| STATED PROBLEM |
Reproduce, with no changes, the part of the material that opens with the line containing "the forest floor" and runs through the final line of the material, including both.

| MATERIAL PROVIDED |
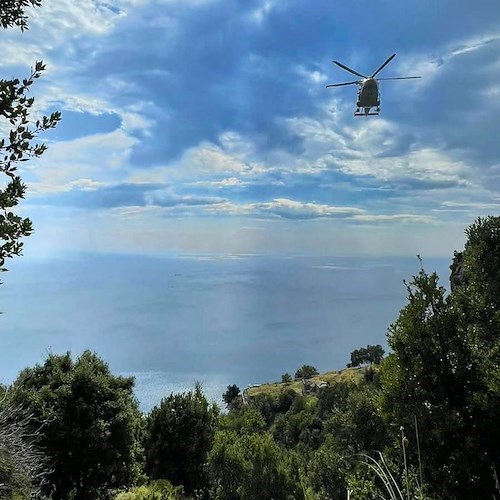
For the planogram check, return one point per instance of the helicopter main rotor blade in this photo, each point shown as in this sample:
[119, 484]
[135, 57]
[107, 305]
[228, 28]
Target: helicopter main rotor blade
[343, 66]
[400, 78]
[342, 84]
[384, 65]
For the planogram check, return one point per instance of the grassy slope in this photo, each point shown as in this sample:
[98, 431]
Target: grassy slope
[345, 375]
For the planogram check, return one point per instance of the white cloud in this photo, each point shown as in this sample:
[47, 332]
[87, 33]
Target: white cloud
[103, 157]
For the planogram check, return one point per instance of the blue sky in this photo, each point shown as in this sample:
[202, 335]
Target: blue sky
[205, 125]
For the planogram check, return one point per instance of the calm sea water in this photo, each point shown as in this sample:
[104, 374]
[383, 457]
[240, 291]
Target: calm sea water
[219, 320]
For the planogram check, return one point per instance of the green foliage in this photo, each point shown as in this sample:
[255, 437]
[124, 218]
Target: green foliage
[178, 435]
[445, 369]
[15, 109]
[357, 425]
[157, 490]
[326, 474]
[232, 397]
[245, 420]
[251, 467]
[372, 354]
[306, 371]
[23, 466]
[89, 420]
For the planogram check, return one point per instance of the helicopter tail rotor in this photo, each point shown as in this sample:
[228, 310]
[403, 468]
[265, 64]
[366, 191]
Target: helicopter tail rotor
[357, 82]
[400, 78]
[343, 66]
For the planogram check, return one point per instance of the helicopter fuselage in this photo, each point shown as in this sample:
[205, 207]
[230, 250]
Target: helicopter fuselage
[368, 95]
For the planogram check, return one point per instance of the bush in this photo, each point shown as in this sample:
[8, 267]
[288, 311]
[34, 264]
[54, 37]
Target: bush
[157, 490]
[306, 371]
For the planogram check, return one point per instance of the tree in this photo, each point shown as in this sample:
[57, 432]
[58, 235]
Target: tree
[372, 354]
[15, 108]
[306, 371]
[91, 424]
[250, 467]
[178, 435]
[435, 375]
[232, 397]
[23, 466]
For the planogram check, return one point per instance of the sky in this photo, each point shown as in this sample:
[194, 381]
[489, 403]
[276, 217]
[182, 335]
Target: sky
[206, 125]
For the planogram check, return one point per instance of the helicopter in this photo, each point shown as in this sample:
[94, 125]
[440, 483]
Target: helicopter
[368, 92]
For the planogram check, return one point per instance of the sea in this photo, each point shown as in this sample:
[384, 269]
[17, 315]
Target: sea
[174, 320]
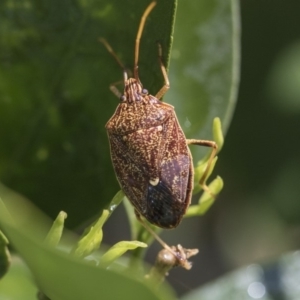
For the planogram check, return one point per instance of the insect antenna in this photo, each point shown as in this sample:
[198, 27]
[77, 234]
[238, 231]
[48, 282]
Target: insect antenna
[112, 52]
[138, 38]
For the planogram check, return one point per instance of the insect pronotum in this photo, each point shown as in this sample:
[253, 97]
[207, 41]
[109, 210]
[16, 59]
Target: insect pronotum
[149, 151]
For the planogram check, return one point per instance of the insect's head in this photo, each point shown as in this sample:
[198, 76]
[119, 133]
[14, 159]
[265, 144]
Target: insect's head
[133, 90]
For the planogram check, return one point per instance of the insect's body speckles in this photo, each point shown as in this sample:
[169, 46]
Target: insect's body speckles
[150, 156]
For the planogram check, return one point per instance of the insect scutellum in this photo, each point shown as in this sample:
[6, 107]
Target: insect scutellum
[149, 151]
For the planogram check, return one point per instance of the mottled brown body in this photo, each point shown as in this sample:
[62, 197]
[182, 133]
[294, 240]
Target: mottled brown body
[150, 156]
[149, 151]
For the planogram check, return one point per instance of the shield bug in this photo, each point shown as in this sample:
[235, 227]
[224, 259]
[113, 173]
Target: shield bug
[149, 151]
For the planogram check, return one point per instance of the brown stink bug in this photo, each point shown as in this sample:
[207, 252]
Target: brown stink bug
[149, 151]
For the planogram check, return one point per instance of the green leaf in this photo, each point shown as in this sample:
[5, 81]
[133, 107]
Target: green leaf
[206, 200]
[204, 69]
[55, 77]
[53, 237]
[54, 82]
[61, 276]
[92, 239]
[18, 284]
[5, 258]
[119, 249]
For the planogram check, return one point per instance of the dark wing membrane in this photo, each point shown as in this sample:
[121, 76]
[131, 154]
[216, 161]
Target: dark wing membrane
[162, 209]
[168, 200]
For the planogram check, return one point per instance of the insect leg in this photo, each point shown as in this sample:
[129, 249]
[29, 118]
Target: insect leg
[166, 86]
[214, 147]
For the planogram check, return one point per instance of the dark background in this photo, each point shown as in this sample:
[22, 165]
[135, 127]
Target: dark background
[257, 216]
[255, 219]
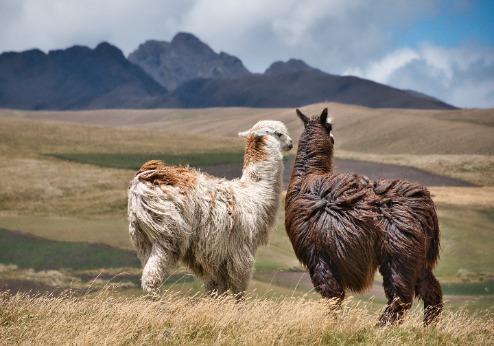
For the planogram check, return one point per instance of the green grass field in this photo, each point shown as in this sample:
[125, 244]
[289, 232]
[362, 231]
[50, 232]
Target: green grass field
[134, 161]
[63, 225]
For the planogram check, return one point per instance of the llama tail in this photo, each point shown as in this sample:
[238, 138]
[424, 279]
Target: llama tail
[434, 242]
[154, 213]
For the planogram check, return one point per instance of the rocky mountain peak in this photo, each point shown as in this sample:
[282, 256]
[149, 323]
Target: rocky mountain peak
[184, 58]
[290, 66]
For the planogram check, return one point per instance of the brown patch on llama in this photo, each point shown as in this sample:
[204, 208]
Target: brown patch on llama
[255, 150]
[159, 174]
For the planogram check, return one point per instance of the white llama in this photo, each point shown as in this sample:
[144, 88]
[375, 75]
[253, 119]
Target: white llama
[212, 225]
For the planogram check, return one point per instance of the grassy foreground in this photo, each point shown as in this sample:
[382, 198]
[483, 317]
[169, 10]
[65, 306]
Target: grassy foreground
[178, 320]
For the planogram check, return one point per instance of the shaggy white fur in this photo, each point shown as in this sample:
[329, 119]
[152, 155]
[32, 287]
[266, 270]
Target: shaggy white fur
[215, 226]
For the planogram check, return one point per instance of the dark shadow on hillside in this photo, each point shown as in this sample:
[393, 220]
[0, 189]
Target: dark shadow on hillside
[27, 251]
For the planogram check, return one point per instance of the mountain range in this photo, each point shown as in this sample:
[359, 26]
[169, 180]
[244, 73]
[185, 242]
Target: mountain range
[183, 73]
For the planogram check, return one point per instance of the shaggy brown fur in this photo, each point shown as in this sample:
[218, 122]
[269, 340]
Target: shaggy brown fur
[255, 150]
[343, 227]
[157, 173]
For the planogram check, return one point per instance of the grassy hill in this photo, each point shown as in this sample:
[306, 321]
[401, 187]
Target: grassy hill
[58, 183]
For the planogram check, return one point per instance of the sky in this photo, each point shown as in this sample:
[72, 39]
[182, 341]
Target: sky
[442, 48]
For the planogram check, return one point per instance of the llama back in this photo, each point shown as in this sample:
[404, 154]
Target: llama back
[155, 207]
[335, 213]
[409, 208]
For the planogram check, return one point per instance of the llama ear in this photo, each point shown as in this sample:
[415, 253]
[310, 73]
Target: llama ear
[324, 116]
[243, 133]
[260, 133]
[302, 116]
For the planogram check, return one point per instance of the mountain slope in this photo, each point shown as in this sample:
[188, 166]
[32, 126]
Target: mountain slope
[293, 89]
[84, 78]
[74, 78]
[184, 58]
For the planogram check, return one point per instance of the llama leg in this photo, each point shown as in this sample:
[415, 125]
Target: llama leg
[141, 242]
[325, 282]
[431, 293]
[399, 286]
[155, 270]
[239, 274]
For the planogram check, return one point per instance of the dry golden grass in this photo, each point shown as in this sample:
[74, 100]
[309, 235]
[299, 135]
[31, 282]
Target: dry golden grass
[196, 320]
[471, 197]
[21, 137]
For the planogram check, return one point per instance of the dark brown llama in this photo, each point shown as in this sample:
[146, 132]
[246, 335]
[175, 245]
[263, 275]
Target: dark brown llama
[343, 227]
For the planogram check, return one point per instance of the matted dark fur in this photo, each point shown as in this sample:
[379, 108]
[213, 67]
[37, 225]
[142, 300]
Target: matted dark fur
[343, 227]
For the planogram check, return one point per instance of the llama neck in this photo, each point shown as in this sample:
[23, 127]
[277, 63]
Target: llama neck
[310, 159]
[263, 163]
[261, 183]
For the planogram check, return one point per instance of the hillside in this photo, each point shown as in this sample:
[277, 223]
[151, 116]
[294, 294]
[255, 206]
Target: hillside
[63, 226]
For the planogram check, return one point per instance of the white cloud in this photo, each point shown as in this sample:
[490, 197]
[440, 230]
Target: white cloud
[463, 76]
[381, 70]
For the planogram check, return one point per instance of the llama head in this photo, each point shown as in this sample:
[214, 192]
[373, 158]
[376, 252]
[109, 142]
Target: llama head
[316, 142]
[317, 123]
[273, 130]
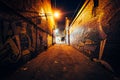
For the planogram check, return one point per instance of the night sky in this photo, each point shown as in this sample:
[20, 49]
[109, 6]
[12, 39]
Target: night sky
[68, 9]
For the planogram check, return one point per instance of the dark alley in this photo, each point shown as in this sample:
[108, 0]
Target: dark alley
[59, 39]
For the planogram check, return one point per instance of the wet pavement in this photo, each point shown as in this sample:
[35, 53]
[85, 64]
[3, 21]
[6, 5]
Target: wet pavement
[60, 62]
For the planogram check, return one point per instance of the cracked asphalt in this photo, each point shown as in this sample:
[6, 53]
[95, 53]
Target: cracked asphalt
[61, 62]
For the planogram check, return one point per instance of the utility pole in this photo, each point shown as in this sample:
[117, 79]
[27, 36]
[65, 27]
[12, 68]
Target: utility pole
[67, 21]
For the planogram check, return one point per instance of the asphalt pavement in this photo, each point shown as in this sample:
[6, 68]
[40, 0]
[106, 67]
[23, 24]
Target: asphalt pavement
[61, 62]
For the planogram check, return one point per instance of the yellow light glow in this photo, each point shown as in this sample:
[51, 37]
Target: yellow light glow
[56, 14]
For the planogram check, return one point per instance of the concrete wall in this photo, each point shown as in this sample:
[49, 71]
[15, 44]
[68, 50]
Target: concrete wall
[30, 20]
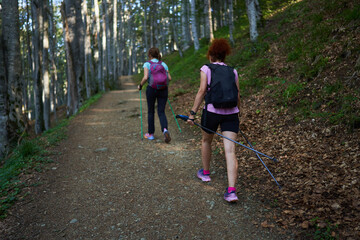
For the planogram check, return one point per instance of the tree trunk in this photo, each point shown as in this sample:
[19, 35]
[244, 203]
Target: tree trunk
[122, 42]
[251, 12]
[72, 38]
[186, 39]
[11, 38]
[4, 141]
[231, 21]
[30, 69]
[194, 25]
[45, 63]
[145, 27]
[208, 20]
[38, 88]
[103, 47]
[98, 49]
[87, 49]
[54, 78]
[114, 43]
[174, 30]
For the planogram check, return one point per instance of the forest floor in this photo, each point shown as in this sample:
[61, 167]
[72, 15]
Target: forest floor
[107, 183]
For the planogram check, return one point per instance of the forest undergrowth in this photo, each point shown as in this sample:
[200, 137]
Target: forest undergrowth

| EXERCISE OUTPUT |
For the planogram check, return one point per instance of the forest floor in this photo, each point shown as in this sample:
[61, 167]
[72, 15]
Target: forest floor
[107, 183]
For the planogram check, return one point per instance of the forest undergrowth in this photo, each point shown as in this sample:
[200, 137]
Target: forest undergrowth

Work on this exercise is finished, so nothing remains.